* **Task brief**:
Return the passage on bishops and elders below, copied word for word, between "And he ordained" and "was to continue.", inclusive.

* **Passage given**:
[START]

Many who are opposed to the traditional concept of bishop will usually point to a few verses of scripture to make their point. First will is I Timothy Ch. 3, in which the qualifications for "bishop" and "deacon" can be found. They point out that only two offices are mentioned. Next will be over to Titus Ch. 1 where Paul instructs Titus to "ordain elders in every city" he then goes on to describe this office as "bishop" giving us an equation of the two offices. Elder=Bishop. Next will be over to Philippians where Paul greets the congregation with "the bishops and deacons," again only two offices. Next, will be over to Acts 20:17&28 in which Paul calls the assembled elders "overseers or bishops" Thus many who oppose the traditional view of bishop will say that a bishop is only an elder and a few will go on to say that traditional bishops have usurped their power from the eldership.

Well, I think if we want to get to the bottom of this we will have to start from the beginning. On the day of Pentecost the Church had only one ordained office, that of Apostle. The origin of this office can be seen in this verse

And he ordained twelve, that they should be with him, and that he might send them forth to preach, Mark 3:14

After the death of the Apostle Judas, it was deemed that his apostolic office was to continue.

For it is written in the book of Psalms, Let his habitation be desolate, and let no man dwell therein: and his bishoprick let another take. Acts 1:20

Matthias was chosen to take the place of Judas.

[END]

* **Stored rows**:
[START]

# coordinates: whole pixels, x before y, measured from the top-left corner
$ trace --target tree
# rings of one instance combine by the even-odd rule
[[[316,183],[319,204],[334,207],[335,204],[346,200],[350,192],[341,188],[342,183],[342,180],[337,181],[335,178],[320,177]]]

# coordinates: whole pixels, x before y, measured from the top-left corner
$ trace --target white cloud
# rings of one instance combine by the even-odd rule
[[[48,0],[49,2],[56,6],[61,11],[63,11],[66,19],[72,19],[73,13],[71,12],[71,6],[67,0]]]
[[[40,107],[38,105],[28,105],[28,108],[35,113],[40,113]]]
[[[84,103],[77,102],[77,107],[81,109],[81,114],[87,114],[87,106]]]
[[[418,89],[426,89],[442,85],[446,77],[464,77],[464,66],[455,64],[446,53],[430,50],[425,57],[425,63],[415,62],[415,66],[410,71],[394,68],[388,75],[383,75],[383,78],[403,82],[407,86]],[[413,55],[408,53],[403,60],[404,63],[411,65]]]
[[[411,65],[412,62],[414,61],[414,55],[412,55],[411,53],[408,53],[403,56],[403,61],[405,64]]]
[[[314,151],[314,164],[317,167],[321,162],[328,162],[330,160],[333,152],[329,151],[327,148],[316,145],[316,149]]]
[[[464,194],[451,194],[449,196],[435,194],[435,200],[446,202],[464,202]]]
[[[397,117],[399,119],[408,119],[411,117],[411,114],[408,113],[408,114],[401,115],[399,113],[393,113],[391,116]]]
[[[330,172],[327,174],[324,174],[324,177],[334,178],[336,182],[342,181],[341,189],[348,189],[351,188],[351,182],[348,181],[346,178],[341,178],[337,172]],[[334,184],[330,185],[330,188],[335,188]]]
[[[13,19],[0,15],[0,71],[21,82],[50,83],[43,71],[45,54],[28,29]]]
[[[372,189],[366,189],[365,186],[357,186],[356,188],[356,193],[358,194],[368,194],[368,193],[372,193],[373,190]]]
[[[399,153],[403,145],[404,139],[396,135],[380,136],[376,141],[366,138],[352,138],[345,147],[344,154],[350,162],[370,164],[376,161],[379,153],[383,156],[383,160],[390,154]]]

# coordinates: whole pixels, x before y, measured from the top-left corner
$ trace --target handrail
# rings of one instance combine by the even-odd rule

[END]

* **Answer to the exercise**:
And he ordained twelve, that they should be with him, and that he might send them forth to preach, Mark 3:14

After the death of the Apostle Judas, it was deemed that his apostolic office was to continue.